---- Exercise material
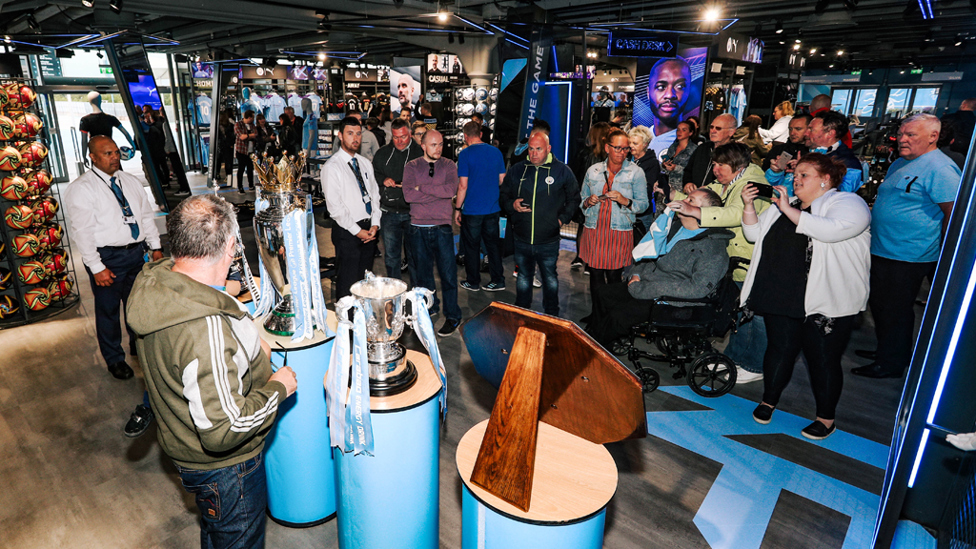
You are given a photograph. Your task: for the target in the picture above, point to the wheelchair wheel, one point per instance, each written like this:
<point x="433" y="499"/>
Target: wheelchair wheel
<point x="649" y="379"/>
<point x="712" y="375"/>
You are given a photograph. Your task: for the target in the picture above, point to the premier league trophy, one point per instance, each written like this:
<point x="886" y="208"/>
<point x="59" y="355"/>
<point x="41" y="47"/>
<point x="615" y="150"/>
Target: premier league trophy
<point x="285" y="233"/>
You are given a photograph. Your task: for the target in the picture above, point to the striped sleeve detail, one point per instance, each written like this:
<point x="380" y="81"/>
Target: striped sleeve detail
<point x="222" y="383"/>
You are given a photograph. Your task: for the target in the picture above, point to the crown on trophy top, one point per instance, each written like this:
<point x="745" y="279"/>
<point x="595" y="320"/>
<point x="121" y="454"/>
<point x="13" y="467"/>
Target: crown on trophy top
<point x="280" y="177"/>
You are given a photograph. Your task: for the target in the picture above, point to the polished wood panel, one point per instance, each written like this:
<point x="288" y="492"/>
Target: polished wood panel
<point x="585" y="389"/>
<point x="574" y="478"/>
<point x="506" y="459"/>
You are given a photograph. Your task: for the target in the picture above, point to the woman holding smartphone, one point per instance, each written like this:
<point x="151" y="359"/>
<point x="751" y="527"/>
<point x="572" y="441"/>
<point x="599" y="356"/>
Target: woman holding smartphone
<point x="809" y="279"/>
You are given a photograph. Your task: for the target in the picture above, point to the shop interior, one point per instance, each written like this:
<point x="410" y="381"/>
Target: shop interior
<point x="701" y="474"/>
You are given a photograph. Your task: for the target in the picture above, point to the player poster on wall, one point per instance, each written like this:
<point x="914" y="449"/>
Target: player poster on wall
<point x="668" y="91"/>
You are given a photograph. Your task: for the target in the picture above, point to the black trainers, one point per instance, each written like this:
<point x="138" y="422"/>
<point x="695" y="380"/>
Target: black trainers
<point x="818" y="431"/>
<point x="139" y="421"/>
<point x="763" y="414"/>
<point x="449" y="327"/>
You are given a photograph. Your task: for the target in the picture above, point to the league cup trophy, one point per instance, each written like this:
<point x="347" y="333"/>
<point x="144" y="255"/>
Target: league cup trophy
<point x="285" y="234"/>
<point x="382" y="302"/>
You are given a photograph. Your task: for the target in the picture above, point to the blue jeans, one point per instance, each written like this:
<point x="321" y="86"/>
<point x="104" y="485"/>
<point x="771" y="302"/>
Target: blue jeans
<point x="526" y="257"/>
<point x="232" y="502"/>
<point x="395" y="227"/>
<point x="475" y="231"/>
<point x="430" y="246"/>
<point x="747" y="346"/>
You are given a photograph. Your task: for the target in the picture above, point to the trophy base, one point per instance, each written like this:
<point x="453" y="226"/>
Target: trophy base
<point x="281" y="321"/>
<point x="396" y="384"/>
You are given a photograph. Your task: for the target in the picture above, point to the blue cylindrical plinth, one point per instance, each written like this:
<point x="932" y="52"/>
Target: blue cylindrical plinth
<point x="390" y="499"/>
<point x="482" y="527"/>
<point x="298" y="453"/>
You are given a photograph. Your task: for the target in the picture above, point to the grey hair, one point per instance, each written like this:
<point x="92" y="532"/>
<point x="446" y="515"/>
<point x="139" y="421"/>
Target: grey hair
<point x="200" y="227"/>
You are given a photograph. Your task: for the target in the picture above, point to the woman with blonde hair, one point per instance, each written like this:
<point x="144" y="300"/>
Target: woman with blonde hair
<point x="780" y="132"/>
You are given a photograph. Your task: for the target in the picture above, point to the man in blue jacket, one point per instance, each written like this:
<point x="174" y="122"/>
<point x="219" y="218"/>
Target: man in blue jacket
<point x="540" y="195"/>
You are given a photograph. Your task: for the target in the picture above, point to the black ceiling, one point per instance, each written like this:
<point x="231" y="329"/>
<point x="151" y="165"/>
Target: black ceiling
<point x="869" y="32"/>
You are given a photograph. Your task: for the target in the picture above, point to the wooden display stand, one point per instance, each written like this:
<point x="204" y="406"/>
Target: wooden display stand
<point x="390" y="500"/>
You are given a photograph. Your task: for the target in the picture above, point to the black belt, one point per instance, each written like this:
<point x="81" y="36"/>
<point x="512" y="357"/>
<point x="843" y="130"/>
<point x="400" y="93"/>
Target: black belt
<point x="126" y="247"/>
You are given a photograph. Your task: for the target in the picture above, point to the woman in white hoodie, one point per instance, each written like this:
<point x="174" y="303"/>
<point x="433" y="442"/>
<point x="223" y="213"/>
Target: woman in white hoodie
<point x="809" y="279"/>
<point x="780" y="131"/>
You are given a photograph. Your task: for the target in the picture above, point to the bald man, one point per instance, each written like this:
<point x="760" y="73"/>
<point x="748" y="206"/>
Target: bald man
<point x="540" y="195"/>
<point x="111" y="224"/>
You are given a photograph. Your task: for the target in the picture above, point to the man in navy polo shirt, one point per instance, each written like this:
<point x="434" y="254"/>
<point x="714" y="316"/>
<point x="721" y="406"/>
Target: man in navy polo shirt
<point x="908" y="223"/>
<point x="481" y="169"/>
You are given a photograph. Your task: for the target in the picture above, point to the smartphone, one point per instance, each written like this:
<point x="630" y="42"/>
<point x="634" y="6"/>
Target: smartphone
<point x="766" y="191"/>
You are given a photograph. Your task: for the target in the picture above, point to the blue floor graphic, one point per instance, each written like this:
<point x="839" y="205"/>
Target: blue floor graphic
<point x="737" y="509"/>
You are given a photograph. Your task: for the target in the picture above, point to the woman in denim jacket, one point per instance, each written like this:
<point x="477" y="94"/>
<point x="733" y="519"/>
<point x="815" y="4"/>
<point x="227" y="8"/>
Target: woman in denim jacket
<point x="614" y="193"/>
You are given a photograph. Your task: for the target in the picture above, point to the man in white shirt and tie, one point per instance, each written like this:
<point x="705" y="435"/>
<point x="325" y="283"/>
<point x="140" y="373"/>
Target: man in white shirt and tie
<point x="353" y="199"/>
<point x="110" y="222"/>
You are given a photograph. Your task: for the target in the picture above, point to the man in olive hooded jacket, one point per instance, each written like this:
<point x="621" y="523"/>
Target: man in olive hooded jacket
<point x="208" y="373"/>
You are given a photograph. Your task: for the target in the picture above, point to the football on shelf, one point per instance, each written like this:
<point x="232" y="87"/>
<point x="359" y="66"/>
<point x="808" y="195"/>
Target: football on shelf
<point x="19" y="217"/>
<point x="13" y="187"/>
<point x="38" y="182"/>
<point x="7" y="129"/>
<point x="33" y="154"/>
<point x="10" y="158"/>
<point x="61" y="288"/>
<point x="25" y="245"/>
<point x="8" y="307"/>
<point x="37" y="299"/>
<point x="49" y="235"/>
<point x="31" y="272"/>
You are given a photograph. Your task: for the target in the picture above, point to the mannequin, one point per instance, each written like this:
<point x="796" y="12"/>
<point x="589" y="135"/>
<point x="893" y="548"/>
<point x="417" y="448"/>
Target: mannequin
<point x="100" y="123"/>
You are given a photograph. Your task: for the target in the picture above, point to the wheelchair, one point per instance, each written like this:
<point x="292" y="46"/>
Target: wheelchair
<point x="680" y="329"/>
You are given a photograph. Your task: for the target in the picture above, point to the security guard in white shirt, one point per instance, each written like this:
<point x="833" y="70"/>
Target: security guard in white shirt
<point x="110" y="222"/>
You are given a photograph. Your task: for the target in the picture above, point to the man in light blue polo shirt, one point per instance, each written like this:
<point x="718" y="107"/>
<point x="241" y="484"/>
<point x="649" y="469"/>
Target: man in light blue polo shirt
<point x="481" y="169"/>
<point x="908" y="223"/>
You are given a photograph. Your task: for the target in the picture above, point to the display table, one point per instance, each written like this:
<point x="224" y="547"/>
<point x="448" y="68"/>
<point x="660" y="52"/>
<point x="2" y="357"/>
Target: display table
<point x="390" y="499"/>
<point x="298" y="457"/>
<point x="573" y="482"/>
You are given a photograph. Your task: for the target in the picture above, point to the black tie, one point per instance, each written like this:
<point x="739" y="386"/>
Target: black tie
<point x="362" y="186"/>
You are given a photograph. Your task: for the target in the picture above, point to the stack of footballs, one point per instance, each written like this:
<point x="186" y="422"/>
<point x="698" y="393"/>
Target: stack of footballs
<point x="32" y="250"/>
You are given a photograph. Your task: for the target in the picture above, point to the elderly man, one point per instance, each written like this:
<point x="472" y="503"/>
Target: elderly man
<point x="353" y="199"/>
<point x="540" y="195"/>
<point x="823" y="136"/>
<point x="667" y="94"/>
<point x="429" y="185"/>
<point x="908" y="223"/>
<point x="698" y="172"/>
<point x="388" y="166"/>
<point x="208" y="373"/>
<point x="110" y="222"/>
<point x="795" y="145"/>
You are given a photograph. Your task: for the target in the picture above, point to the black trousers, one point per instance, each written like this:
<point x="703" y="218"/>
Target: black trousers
<point x="786" y="337"/>
<point x="894" y="287"/>
<point x="353" y="258"/>
<point x="244" y="163"/>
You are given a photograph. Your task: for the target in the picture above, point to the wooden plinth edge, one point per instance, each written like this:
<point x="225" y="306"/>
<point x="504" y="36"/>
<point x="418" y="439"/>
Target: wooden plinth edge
--------
## Work to be completed
The number of lines containing "edge" is all that is wanted; tally them in the data.

## Worked solution
2